▶ _SUPPLIED PASSAGE_
24 Fla. L. Weekly Supp. 761a

Online Reference: FLWSUPP 2409SBUSInsurance — Automobile — Windshield repair or replacement — Small claims action against insurer by repair shop’s assignee seeking to collect balance claimed to be due from insurer — Plaintiff’s motion for final summary disposition granted — Limitation of liability provision of insurance policy was affirmative defense which was waived when insurer did not raise defense by deadline set by court — Insurer’s argument that it did not file affirmative defenses because, if it did so, it would be waiving right to appraisal is rejected

BROWARD INSURANCE RECOVERY CENTER, LLC (a/a/o Shane Bushman), Plaintiff, vs. PROGRESSIVE SELECT INSURANCE COMPANY, Defendant. County Court, 17th Judicial Circuit in and for Broward County. Case No. 16-7399 COCE 53. November 3, 2016. Robert W. Lee, Judge. Counsel: Emilio Stillo and Joseph Dawson, Fort Lauderdale, for Plaintiff. Cristina Cabrera, Plantation, for Defendant.

▶ _RECORDS_
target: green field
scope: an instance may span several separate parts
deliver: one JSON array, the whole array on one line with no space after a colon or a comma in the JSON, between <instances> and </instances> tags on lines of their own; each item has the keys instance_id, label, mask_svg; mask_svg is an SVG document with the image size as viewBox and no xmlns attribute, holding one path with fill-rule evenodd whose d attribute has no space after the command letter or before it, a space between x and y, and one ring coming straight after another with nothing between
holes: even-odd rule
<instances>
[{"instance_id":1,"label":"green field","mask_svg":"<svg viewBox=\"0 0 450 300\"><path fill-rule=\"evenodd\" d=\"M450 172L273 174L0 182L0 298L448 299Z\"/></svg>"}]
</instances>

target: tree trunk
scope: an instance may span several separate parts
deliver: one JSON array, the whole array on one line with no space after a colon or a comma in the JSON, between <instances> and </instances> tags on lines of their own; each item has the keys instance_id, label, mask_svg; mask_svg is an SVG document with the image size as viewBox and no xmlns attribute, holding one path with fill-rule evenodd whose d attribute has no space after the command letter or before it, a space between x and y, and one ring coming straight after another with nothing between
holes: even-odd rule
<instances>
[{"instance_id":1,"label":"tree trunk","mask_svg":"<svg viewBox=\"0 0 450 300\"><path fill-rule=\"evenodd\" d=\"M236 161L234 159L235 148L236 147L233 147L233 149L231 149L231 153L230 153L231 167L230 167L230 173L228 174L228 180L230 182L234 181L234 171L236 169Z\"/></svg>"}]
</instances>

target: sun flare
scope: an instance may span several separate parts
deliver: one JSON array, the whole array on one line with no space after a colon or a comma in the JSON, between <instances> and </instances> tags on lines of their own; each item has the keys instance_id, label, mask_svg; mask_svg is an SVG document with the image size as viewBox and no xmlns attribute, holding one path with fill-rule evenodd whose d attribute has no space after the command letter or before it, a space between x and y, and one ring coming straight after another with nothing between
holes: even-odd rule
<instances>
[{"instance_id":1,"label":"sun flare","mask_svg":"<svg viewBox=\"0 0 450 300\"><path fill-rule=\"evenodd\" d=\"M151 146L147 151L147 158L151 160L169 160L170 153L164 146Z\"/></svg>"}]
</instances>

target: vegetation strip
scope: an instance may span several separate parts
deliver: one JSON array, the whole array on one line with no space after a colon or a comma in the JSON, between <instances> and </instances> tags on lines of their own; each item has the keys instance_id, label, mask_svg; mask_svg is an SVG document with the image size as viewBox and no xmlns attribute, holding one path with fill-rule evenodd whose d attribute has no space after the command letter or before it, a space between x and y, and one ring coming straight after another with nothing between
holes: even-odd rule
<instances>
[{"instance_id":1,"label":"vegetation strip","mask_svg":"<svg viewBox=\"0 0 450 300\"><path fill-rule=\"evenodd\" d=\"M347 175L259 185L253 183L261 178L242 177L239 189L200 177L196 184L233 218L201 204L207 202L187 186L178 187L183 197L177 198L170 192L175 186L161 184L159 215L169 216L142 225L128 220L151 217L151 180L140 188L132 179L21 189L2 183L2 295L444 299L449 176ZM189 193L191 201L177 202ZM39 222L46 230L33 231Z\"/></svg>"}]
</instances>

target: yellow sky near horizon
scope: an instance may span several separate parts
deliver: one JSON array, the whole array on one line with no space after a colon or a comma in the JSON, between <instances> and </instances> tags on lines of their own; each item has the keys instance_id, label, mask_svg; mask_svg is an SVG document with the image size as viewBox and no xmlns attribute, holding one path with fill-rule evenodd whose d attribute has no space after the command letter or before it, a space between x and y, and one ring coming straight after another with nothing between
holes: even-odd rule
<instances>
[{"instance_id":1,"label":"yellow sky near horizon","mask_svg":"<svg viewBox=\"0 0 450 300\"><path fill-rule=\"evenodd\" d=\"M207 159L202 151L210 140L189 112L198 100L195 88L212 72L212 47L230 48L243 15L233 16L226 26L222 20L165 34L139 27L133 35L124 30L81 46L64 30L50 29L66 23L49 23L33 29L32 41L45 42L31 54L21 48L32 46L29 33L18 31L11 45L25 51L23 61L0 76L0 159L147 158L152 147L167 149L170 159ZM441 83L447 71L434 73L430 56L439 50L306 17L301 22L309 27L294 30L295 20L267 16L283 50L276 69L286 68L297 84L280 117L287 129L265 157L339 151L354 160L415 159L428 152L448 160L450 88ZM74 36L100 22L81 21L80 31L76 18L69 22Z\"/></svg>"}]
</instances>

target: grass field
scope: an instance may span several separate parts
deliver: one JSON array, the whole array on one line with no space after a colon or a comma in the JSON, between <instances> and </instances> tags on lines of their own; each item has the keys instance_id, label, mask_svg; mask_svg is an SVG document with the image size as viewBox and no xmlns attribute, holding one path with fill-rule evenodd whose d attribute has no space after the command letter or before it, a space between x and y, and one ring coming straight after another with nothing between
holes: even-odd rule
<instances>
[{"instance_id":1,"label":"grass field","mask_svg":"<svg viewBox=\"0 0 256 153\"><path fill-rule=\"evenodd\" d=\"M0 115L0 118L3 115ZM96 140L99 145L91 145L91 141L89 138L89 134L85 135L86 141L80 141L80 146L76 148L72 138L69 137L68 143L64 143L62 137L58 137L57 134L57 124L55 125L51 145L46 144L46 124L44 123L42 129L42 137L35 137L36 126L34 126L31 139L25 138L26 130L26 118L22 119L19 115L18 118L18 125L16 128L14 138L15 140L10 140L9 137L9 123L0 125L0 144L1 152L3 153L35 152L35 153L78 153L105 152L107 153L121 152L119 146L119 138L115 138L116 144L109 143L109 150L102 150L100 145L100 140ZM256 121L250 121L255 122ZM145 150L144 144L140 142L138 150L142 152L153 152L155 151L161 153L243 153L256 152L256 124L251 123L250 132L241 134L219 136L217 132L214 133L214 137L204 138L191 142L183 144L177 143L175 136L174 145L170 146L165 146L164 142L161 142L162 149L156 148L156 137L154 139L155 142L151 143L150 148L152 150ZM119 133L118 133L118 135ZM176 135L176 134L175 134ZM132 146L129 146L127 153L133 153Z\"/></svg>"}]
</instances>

▶ _TO DO_
Resume the court decision on the windshield repair claim against the insurer, picking up right after its list of counsel.

▶ _WRITTEN RESPONSE_
ORDER GRANTING PLAINTIFF’S MOTIONFOR FINAL SUMMARY DISPOSITION

THIS CAUSE came before the Court on September 16, 2016 for hearing on the Court’s Order to Show Cause Why This Case Should Not Be Transferred Out of Broward County, and the Court’s having reviewed the parties’ filings, the entire Court file, and the relevant legal authorities; having heard argument; having made a thorough review of the matters filed of record; and having been sufficiently advised in the premises, the Court finds as follows:

This case is one of a group of 57 cases involving the same parties and some of the same issues, but involving 57 separate incidents of property damage occurring in counties other than Broward throughout the State of Florida. In each case, a vehicle owner suffered windshield damage and sought repair. The owner assigned the repair facility his or her right to collect the costs of repair directly from the insurer, which in each of these 57 cases was Progressive. In turn, the repair facility billed Progressive, but did not receive the full amount it believed was due. Thereafter, in each case, the repair facility purportedly assigned to the Plaintiff the right to seek the balance claimed due from Progressive. The Plaintiff, however, had nothing to do with the actual repair of the damage, and is merely a company created to acquire these types of causes of action.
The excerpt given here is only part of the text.